- What to work on
Give back only the lines from the one with "Target: white mushroom cap" through the last line of the data, exactly as they appear.

- Material provided
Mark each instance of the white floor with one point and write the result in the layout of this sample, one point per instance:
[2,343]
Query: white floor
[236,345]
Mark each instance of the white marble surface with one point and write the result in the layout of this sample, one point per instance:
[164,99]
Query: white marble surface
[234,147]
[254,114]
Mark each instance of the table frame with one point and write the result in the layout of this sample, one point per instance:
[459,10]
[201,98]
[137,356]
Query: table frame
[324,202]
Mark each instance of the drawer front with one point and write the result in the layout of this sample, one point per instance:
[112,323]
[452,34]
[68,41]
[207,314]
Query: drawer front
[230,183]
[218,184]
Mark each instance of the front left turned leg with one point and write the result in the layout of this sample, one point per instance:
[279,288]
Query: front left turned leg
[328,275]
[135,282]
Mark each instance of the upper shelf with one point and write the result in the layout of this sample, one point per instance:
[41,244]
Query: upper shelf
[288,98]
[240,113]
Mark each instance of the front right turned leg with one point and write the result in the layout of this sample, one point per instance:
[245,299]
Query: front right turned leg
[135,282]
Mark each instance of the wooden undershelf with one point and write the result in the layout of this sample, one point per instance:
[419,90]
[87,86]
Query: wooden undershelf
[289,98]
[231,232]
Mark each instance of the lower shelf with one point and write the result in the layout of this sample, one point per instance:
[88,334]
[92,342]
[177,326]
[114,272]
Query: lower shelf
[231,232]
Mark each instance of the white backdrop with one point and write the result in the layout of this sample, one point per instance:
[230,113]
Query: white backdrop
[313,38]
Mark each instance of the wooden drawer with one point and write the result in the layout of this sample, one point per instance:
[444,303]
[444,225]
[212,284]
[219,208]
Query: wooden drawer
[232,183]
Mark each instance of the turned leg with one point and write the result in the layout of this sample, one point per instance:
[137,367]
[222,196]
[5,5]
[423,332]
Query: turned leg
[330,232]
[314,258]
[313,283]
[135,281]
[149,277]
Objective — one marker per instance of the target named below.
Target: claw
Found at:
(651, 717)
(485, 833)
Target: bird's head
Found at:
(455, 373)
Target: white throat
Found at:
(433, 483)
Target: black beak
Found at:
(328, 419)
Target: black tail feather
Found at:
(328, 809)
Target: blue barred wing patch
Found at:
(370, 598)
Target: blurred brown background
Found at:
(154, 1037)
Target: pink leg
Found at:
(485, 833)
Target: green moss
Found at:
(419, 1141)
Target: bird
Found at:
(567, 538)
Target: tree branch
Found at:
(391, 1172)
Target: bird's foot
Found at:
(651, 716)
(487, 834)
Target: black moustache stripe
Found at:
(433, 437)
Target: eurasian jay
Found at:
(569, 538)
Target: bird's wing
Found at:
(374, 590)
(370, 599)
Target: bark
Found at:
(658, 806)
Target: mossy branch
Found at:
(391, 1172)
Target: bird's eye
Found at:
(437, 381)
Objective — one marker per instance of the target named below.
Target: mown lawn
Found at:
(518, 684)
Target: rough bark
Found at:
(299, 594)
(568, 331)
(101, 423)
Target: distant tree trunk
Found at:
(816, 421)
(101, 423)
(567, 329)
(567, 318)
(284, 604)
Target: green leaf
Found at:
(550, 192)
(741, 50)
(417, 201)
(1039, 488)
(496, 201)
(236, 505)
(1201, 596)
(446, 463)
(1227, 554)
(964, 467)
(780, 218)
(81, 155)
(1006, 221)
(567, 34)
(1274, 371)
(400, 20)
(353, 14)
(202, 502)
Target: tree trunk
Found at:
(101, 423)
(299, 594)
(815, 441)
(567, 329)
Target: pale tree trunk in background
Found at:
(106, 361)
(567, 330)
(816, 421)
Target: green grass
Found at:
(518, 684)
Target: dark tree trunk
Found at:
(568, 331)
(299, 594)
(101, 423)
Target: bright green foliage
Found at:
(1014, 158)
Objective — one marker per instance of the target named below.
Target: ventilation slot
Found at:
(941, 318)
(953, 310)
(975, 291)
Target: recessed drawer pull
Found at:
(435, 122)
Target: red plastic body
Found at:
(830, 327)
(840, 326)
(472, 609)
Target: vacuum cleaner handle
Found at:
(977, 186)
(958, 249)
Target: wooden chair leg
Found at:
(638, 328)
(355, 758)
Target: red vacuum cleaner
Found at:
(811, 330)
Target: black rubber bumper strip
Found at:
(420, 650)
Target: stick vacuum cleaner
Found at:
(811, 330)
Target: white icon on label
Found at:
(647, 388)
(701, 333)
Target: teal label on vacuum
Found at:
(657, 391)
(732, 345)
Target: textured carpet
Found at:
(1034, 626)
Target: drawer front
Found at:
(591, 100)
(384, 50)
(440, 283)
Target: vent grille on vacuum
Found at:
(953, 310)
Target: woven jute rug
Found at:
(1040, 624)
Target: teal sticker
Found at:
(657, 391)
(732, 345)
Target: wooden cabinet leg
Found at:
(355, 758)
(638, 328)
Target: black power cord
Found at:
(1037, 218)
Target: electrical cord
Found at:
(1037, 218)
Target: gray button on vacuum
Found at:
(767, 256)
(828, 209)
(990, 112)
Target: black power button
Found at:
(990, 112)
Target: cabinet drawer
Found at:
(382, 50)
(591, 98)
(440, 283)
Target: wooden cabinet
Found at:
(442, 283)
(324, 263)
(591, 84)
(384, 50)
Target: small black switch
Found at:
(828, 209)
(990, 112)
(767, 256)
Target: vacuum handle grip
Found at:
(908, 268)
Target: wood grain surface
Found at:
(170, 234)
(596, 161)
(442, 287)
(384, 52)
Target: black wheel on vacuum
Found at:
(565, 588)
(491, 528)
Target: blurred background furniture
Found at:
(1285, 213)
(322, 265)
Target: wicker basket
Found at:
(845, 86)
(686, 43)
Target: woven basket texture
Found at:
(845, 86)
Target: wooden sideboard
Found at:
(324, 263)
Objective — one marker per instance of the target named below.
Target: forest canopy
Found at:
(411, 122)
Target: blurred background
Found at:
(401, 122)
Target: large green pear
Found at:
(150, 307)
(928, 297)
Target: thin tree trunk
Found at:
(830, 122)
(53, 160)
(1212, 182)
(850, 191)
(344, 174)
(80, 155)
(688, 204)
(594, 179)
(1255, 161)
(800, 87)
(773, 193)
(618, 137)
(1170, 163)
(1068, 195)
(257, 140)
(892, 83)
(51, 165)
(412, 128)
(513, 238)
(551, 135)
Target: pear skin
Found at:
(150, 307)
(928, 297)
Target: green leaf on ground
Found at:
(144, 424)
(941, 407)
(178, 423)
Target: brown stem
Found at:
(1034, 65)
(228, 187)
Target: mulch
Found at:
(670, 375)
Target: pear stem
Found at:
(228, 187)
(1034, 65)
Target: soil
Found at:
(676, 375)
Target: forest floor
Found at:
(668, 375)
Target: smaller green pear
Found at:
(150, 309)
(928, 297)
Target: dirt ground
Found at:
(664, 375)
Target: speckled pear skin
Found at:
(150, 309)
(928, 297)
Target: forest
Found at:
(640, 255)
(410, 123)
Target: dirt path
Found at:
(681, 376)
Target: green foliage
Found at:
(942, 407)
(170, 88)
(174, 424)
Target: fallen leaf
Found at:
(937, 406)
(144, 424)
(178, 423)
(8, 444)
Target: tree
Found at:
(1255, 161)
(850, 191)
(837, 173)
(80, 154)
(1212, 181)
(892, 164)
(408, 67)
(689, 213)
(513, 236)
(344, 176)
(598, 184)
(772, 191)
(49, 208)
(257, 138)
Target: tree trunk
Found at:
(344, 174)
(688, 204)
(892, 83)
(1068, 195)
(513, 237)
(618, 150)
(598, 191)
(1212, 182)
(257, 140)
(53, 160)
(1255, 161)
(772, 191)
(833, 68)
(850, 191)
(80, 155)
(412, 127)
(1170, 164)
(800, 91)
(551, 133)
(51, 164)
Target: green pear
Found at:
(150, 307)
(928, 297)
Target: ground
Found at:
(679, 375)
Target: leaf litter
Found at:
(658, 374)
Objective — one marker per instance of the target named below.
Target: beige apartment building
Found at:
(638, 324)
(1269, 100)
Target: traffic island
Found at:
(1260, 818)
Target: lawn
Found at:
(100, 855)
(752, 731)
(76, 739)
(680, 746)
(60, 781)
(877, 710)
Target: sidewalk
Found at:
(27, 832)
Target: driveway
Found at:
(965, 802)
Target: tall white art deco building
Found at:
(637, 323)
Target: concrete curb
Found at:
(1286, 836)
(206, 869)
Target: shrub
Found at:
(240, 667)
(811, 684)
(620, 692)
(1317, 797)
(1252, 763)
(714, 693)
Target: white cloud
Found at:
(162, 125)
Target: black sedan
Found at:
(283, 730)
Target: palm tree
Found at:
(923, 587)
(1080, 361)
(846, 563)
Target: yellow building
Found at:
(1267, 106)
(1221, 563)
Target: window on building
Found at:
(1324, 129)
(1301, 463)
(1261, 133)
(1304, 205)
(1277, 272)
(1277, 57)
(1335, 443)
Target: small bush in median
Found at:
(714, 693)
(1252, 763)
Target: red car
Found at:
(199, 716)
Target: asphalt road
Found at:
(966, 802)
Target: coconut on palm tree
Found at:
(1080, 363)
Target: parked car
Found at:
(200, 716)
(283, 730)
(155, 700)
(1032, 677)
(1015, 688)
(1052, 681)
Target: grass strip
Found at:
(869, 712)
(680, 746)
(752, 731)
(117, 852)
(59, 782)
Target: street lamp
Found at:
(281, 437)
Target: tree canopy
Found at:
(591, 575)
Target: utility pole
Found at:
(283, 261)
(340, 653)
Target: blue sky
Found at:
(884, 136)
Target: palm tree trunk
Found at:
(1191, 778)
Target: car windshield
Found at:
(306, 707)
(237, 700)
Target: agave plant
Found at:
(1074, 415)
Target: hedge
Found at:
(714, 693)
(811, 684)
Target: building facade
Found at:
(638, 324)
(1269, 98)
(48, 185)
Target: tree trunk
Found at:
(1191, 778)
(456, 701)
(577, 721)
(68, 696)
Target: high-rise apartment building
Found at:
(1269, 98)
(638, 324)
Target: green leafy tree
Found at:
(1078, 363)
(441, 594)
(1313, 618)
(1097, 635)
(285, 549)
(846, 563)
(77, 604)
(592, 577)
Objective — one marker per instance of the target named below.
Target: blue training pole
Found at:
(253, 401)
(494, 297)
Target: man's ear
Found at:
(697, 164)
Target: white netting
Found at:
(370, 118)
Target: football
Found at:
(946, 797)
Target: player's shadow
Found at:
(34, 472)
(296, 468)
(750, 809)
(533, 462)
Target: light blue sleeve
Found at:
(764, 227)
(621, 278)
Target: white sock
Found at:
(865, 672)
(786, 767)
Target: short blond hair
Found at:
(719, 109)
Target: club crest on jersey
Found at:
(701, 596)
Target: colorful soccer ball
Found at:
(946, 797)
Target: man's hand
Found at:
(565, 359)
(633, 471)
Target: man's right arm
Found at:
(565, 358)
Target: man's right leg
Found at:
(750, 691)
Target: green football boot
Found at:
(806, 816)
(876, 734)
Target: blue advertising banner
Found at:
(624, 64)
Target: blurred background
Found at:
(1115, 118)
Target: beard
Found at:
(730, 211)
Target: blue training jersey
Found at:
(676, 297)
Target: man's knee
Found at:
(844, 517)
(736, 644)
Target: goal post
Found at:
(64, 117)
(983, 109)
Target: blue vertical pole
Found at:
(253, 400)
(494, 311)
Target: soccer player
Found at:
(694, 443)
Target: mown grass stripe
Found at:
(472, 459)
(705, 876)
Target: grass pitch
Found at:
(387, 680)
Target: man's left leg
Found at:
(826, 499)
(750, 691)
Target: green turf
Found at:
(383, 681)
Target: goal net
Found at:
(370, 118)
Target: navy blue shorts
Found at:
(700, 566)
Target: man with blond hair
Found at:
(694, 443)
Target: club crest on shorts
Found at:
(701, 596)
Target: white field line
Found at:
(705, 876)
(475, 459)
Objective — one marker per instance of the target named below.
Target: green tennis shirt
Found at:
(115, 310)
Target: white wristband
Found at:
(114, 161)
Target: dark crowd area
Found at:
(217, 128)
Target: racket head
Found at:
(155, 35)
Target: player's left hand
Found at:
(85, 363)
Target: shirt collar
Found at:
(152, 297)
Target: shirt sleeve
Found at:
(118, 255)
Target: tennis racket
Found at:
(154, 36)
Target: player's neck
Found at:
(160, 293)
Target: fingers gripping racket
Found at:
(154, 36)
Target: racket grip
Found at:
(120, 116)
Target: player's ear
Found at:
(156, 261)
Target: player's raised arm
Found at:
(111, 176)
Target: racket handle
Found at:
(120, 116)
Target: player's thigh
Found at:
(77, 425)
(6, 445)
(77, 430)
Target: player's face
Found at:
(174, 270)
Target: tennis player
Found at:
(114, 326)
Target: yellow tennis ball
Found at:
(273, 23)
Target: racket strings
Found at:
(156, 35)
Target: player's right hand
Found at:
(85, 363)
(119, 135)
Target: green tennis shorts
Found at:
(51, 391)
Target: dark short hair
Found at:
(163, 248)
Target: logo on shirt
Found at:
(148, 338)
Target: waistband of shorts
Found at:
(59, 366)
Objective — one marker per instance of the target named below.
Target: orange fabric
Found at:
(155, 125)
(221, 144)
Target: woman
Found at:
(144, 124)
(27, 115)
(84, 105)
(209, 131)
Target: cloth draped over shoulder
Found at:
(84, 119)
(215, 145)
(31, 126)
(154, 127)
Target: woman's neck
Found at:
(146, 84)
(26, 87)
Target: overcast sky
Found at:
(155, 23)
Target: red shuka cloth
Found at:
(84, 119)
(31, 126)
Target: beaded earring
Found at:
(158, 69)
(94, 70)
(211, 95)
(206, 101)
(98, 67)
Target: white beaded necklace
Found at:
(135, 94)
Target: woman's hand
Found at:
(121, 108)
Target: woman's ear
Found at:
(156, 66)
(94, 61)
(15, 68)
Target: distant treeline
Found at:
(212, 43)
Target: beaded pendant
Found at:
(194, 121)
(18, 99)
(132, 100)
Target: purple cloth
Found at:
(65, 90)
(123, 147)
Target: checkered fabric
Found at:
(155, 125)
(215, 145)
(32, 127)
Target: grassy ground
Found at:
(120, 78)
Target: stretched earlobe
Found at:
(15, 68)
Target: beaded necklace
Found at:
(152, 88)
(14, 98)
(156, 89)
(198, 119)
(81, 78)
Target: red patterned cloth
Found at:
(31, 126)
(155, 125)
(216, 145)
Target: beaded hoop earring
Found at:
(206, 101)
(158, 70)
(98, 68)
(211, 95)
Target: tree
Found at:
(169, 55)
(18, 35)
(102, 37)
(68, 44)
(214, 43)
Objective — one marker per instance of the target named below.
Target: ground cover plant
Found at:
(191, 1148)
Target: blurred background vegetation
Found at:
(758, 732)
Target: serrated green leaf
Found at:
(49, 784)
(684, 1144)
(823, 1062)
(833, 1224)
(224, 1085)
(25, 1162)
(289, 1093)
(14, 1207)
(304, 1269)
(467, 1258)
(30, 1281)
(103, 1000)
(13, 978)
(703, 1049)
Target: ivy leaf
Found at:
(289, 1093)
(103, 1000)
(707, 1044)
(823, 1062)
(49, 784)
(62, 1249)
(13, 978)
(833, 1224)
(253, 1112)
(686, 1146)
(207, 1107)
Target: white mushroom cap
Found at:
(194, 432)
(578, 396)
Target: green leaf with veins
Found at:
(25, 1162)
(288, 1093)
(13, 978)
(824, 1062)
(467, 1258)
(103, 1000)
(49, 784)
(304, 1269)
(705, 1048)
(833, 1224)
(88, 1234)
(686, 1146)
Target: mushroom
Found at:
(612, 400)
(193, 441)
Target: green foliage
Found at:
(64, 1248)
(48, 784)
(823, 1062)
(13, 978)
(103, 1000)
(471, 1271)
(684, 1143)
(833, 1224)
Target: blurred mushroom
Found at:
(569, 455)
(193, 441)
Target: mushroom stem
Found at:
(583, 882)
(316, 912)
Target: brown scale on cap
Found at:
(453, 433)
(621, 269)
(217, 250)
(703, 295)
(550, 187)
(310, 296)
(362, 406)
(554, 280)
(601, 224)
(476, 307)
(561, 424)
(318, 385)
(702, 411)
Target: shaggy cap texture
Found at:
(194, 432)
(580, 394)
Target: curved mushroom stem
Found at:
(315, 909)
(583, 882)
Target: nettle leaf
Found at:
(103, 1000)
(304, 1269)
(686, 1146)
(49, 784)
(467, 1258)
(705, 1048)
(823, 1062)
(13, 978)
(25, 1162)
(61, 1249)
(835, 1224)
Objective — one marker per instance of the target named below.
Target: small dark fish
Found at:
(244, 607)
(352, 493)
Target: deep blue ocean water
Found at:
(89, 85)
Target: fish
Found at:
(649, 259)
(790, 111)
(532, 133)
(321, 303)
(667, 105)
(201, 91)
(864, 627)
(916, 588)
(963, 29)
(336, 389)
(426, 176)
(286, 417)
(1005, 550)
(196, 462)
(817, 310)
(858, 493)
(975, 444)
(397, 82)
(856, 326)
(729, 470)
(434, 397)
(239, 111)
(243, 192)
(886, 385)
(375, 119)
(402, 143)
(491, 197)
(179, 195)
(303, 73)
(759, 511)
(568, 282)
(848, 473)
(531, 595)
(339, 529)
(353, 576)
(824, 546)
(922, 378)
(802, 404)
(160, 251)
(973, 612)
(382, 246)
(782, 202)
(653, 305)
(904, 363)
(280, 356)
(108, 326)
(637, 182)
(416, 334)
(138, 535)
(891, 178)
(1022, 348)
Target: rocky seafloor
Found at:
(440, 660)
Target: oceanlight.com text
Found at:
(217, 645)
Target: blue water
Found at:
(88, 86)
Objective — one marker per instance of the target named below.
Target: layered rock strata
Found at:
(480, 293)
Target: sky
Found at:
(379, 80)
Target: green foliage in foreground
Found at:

- Finished task
Target: white mushroom cap
Found at:
(194, 432)
(578, 396)
Target: green leaf with veins
Found at:
(25, 1162)
(288, 1093)
(13, 978)
(824, 1062)
(467, 1258)
(103, 1000)
(49, 784)
(304, 1269)
(705, 1048)
(833, 1224)
(88, 1234)
(686, 1146)
Target: mushroom
Found at:
(612, 400)
(193, 441)
Target: green foliage
Found at:
(64, 1248)
(48, 784)
(823, 1062)
(13, 978)
(103, 1000)
(471, 1271)
(684, 1143)
(833, 1224)
Target: blurred mushroom
Found at:
(569, 455)
(193, 441)
Target: mushroom stem
Found at:
(583, 882)
(316, 912)
Target: brown scale on cap
Found at:
(453, 433)
(621, 269)
(217, 250)
(703, 295)
(550, 187)
(310, 296)
(362, 406)
(554, 280)
(601, 224)
(476, 307)
(561, 424)
(318, 385)
(702, 411)
Target: shaggy cap texture
Found at:
(194, 432)
(580, 394)
Target: curved mushroom stem
Found at:
(315, 909)
(583, 882)
Target: nettle leaf
Found at:
(103, 1000)
(304, 1269)
(686, 1146)
(49, 784)
(467, 1258)
(705, 1048)
(823, 1062)
(13, 978)
(25, 1162)
(61, 1249)
(835, 1224)
Objective — one marker per instance of the target named below.
Target: small dark fish
Found at:
(244, 607)
(352, 493)
Target: deep blue ocean water
Found at:
(89, 85)
Target: fish
Found at:
(649, 259)
(790, 111)
(532, 133)
(321, 303)
(667, 105)
(201, 91)
(864, 627)
(916, 588)
(963, 29)
(336, 389)
(426, 176)
(286, 417)
(1005, 550)
(196, 462)
(817, 310)
(858, 493)
(975, 444)
(397, 82)
(856, 326)
(729, 470)
(434, 397)
(239, 111)
(243, 192)
(886, 385)
(375, 119)
(402, 143)
(491, 197)
(179, 195)
(303, 73)
(759, 511)
(568, 282)
(848, 473)
(531, 595)
(339, 529)
(353, 576)
(824, 546)
(922, 378)
(802, 404)
(160, 251)
(973, 612)
(382, 246)
(782, 202)
(653, 305)
(904, 363)
(280, 356)
(108, 326)
(637, 182)
(416, 334)
(138, 535)
(891, 178)
(1022, 348)
Target: rocky seafloor
Found at:
(440, 660)
Target: oceanlight.com text
Found at:
(217, 645)
Target: blue water
Found at:
(88, 86)
Objective — one marker per instance of the target named below.
Target: layered rock strata
Found at:
(480, 293)
Target: sky
Found at:
(379, 80)
Target: green foliage in foreground
Found at:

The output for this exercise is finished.